# Text extract

— START —

Scoring Machine system. Testing the scoring model
Testing the scoring model
The "Testing the scoring model" block contains sections:- Creation of a new scoring model test;- List of tests of scoring models;- Settings for testing scoring models.
In the "Settings for testing scoring models" section, you can configure the parameters for building a scoring model test.
Here you can change the number of lines into which the result of testing the scoring model will be divided. The results will be grouped by the specified number of rows. But we recommend not to increase the number of lines too much in order to better see the big picture. We recommend using 10 to 25 lines maximum. And also here you can also, as in the settings for creating a scoring, change how the system should understand a good result and a bad result in your file in the first column.
In the "Creating a new scoring model test" section, the test is created for the active scoring model. You will see on the screen which scoring model is currently active and for which the test will be performed.
It is worth noting that, depending on the type of subscription, you will have a limited number of saved tests for one model. And this means that if the user has reached the limit, then before starting to build a new test, the test that was created earlier than the others will be deleted. Therefore, we recommend that you control relevant and outdated tests yourself and delete outdated tests. The limit in this case is for each model separately, which means if the user has a limit of tests for one model - 20, and there are 10 models, then the user can save up to 20 tests for one model, in total 200 saved tests.

— END —

# Data

— START —

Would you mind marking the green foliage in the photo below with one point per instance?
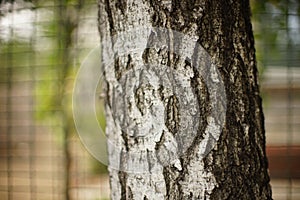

— END —

# Jobs
**a)** Name every section in the "Testing the scoring model" block, according to the page on testing scoring models.
**b)** Continue the page on testing scoring models after its final sentence.
The material shown here comes from a separate source, not from the page on testing scoring models.

# Responses
**a)**
Creation of a new scoring model test
List of tests of scoring models
Settings for testing scoring models

**b)**
To create a test, you need to select a file with data for analysis with the extension .xls or .xlsx on your computer and upload it to the Scoring Machine system. Then click on "Create a new test". The system will make a series of checks on the file, if any inconsistencies in the requirements for the file are found during the first observation, an error will be displayed. After checking the file for a short time, the Scoring Machine will start analyzing the file and display a notification.
The duration of creating a test depends on the amount of data to be analyzed. The larger the data file, the longer the system will analyze and create the test. This means that if an analysis is being carried out for a specific model and the user already sees exactly which attributes are used in the model in one way or another, then you can safely delete unnecessary columns.
A very important process before creating a test is preparing the file correctly so that the system can analyze it better.In addition to the general requirements and recommendations for the file, the user should pay attention that the file for the test should contain the same attributes that are selected in the model and the attributes (columns in the file) should be called, and the attribute values themselves should be the same as they are selected in the model, and hence were called during the construction of the model.
All file requirements can be found here.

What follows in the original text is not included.